— START —

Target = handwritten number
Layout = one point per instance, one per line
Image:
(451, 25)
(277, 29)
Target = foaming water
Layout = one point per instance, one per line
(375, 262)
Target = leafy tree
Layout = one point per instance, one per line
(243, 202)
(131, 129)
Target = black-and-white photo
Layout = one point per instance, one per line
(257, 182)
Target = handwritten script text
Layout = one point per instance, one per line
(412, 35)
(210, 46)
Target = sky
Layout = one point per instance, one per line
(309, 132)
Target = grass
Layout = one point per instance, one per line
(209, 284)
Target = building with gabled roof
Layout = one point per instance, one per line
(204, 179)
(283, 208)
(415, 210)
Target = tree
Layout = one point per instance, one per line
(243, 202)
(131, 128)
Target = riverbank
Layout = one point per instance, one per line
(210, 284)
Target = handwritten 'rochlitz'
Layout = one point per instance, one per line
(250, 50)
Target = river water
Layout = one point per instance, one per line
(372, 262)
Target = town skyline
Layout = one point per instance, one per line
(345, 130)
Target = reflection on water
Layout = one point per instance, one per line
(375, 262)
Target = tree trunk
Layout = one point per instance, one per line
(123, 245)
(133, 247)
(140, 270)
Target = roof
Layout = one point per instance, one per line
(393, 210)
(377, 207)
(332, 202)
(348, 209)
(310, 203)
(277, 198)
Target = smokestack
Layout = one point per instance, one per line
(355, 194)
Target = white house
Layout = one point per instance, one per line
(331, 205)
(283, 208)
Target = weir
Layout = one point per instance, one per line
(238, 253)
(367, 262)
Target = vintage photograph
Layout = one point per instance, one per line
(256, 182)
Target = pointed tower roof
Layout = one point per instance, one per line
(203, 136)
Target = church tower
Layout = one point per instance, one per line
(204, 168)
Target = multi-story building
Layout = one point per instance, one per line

— END —
— START —

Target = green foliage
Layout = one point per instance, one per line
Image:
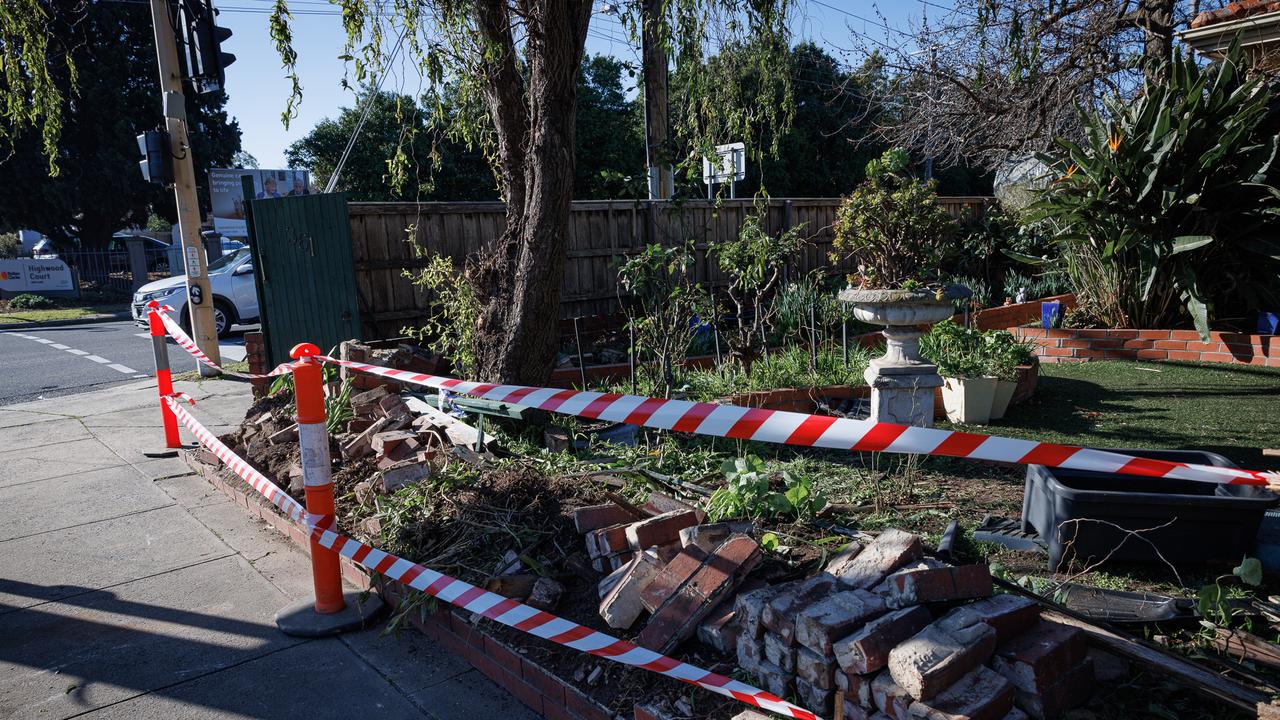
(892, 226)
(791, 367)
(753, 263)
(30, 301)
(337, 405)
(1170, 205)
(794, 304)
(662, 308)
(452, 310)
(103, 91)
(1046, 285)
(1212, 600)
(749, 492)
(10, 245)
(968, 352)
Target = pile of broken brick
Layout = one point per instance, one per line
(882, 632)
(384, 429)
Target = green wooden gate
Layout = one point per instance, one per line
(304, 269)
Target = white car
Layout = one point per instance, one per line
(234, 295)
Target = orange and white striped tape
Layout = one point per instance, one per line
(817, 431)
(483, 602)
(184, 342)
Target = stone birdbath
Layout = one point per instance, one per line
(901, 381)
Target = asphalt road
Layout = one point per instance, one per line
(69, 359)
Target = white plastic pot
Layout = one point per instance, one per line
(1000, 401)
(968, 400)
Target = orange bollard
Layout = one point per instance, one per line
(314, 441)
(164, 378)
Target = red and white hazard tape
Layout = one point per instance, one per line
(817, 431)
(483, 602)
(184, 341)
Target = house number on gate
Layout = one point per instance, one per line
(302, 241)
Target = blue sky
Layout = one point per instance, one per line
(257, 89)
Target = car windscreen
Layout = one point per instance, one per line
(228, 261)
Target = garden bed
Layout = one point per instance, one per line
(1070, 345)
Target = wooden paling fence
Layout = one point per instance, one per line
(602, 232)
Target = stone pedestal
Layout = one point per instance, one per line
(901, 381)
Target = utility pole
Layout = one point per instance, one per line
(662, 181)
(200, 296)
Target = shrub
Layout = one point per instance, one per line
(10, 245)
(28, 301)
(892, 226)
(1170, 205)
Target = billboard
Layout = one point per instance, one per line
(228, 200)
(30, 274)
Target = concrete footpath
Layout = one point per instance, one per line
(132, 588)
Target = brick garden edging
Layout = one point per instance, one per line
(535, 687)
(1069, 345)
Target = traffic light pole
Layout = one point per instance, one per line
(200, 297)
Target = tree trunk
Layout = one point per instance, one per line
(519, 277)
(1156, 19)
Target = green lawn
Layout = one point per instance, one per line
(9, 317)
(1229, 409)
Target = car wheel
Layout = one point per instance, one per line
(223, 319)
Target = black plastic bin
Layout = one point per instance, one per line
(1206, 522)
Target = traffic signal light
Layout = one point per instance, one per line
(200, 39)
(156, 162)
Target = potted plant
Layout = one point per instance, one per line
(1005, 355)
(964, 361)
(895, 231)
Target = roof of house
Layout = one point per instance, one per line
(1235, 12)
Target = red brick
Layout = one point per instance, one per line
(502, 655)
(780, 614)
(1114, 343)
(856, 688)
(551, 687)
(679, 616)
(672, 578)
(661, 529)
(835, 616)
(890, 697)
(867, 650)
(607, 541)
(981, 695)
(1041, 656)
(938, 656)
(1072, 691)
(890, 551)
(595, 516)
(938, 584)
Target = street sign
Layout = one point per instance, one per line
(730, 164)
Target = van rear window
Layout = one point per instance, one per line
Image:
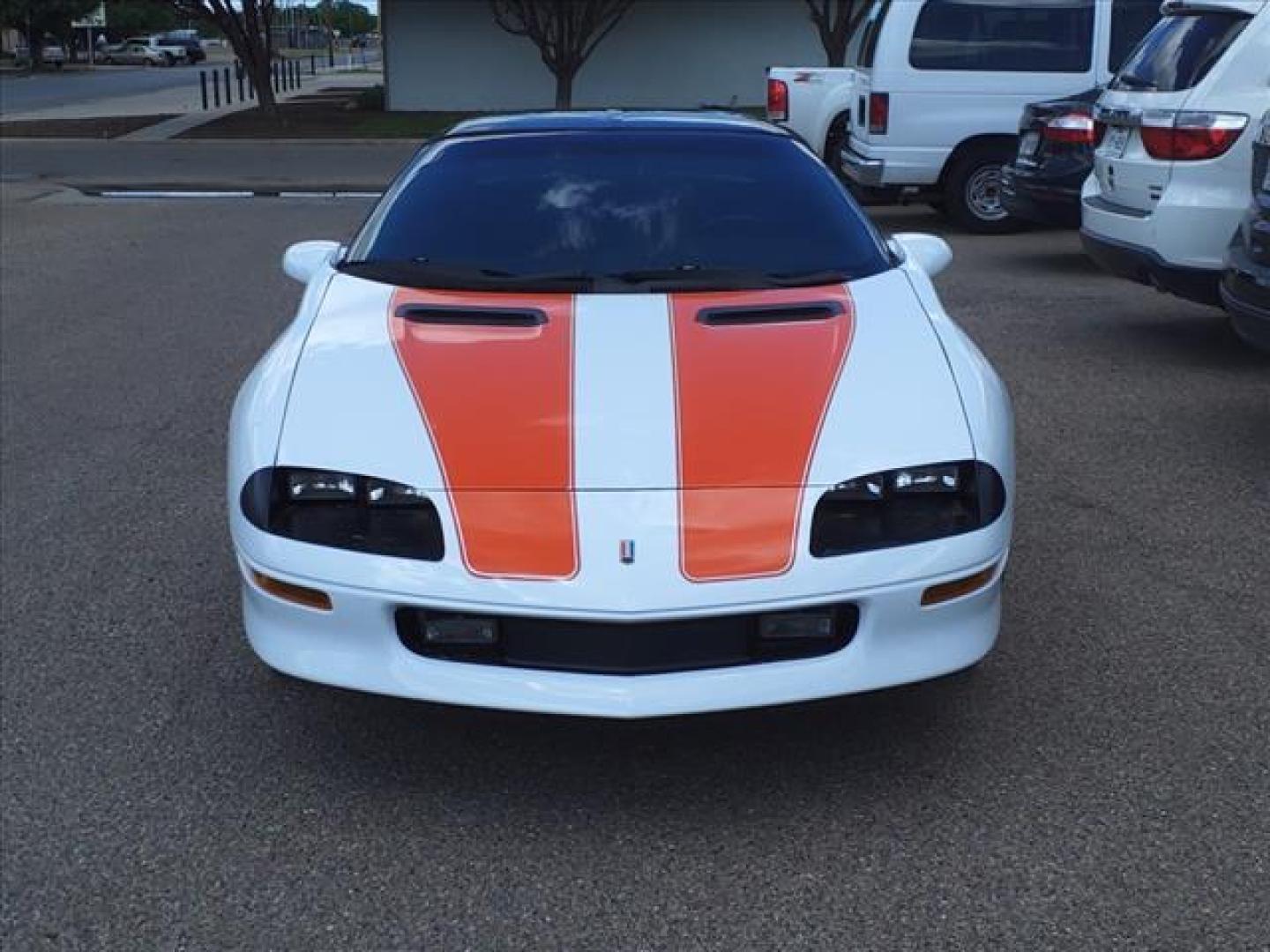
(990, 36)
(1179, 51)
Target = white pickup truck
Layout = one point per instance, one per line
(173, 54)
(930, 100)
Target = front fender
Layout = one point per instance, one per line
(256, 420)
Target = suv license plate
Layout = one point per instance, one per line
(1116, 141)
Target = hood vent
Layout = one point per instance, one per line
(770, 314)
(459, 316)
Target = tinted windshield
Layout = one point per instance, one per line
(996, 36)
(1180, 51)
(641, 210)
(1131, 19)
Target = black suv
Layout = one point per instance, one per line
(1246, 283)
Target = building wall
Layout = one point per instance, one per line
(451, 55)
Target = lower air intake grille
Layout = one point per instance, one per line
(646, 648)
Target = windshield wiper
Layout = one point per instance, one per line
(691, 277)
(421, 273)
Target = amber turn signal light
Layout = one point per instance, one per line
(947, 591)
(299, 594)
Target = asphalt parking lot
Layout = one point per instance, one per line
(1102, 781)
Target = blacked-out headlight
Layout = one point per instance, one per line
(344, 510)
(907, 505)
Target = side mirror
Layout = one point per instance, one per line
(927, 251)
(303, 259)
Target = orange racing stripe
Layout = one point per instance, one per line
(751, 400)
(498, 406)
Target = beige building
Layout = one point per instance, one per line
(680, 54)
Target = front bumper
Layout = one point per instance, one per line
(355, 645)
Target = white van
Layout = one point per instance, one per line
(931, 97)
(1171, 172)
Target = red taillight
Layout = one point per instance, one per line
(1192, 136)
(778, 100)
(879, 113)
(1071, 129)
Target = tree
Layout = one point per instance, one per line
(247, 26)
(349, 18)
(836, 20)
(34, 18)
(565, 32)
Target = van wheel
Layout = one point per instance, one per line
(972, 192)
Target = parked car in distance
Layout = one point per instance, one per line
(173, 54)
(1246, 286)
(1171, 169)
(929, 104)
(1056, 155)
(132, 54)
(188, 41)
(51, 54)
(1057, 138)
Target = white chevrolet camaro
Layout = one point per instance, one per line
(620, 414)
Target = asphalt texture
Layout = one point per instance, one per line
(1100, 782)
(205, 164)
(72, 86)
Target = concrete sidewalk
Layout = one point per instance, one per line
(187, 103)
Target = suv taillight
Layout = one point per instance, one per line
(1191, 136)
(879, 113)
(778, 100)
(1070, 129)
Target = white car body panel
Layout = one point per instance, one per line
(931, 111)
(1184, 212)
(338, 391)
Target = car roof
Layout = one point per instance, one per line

— END —
— START —

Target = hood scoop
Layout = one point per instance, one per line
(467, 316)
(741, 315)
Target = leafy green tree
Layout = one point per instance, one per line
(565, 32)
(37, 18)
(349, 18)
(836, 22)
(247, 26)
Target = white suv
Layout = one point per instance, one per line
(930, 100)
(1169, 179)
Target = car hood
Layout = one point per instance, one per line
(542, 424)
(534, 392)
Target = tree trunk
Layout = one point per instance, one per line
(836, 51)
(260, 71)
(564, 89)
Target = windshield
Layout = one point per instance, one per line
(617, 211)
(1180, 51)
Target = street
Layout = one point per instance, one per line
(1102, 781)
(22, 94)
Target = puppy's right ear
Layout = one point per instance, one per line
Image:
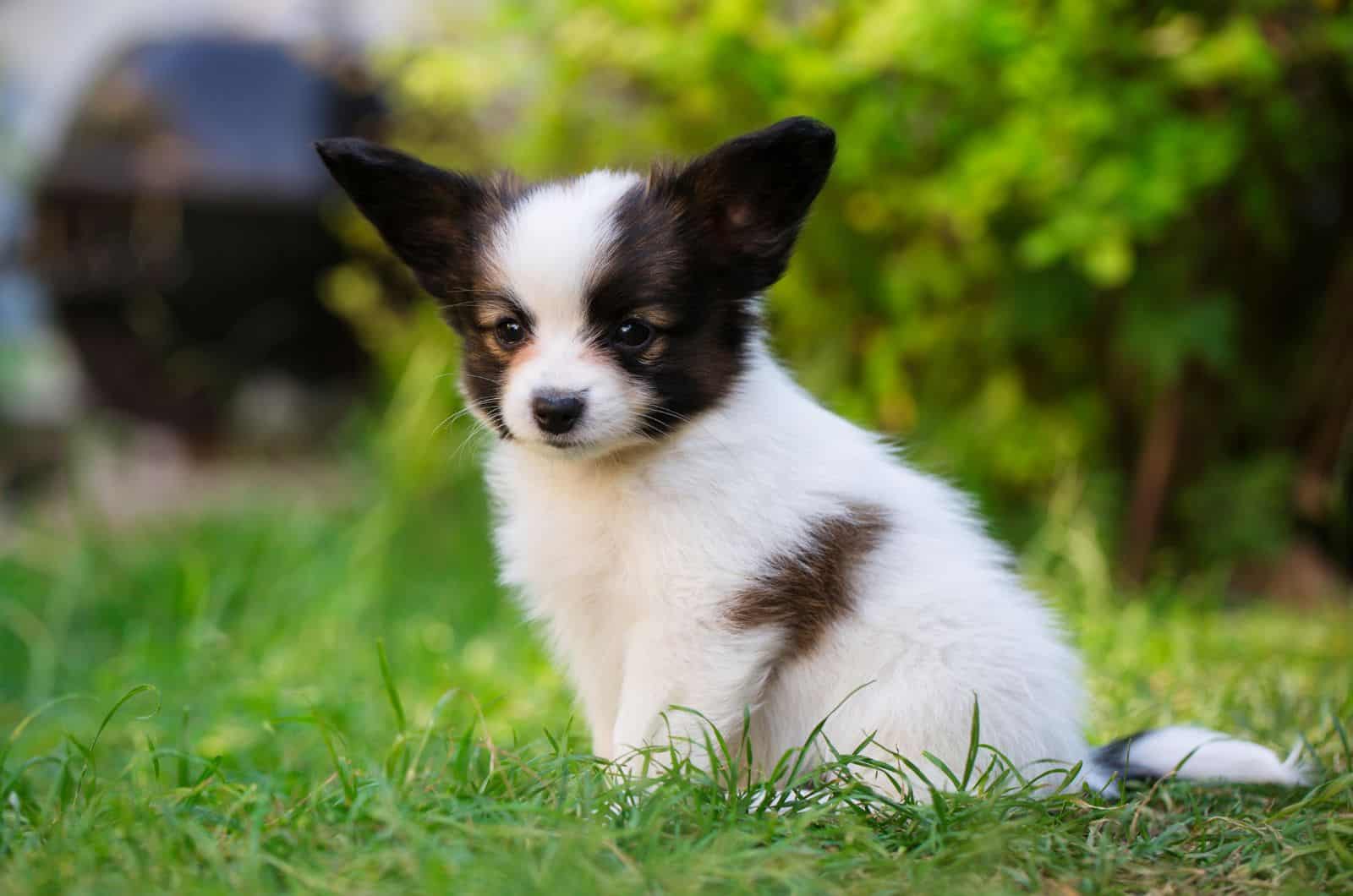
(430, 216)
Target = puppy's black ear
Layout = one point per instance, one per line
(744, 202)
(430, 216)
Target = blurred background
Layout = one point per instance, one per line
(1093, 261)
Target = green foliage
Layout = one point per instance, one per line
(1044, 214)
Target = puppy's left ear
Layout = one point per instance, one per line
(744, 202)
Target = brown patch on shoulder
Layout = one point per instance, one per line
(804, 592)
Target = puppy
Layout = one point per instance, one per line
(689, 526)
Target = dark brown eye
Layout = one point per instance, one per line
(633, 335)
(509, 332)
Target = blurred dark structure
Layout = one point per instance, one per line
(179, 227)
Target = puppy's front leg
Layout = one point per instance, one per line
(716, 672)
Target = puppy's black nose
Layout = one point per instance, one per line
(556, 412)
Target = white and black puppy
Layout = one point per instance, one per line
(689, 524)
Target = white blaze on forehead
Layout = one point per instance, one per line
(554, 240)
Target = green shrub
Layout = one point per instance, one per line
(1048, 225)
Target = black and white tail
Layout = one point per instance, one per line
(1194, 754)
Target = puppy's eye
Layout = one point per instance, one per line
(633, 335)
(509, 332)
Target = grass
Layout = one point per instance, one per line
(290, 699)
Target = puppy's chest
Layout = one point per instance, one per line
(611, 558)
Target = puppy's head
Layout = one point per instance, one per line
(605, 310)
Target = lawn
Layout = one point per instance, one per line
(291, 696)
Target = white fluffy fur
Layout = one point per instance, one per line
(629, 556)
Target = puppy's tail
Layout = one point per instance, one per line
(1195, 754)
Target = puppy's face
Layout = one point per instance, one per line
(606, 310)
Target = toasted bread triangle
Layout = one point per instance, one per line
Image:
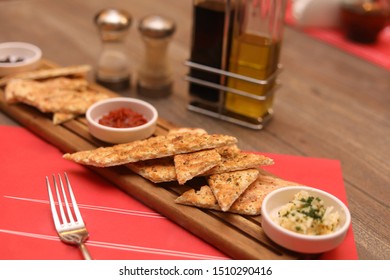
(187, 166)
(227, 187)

— END —

▶ [Task]: Can you rewrite the items from the line containing "Target = black plastic bin" through the line containing "(1116, 141)", both lines included, with "pickup truck" changed to "delivery truck", everything else kept the same, and the pictures left out?

▶ [Reply to the task]:
Target = black plastic bin
Layout = one point per instance, one per line
(1206, 522)
Target = traffic signal light
Layout = one point per instance, one per line
(200, 39)
(156, 162)
Target = potted plant
Layout = one point per instance, one per line
(1005, 355)
(964, 361)
(895, 231)
Target = roof of house
Layout = one point per instance, one per line
(1235, 12)
Target = red brick
Layout = one point per instance, one per line
(502, 655)
(780, 614)
(1114, 343)
(856, 688)
(551, 687)
(679, 616)
(672, 578)
(661, 529)
(835, 616)
(890, 697)
(867, 650)
(607, 541)
(981, 695)
(1041, 656)
(938, 656)
(1072, 691)
(890, 551)
(595, 516)
(938, 584)
Target = street sign
Layout = one point per instance, one per line
(730, 164)
Target = van rear window
Layout = one point per instance, one per line
Image:
(990, 36)
(1179, 51)
Target = white delivery truck
Layout = one point per instance, one per line
(173, 54)
(930, 100)
Target = front fender
Layout = one point per instance, one per line
(256, 420)
Target = suv license plate
Layout = one point per instance, one per line
(1116, 141)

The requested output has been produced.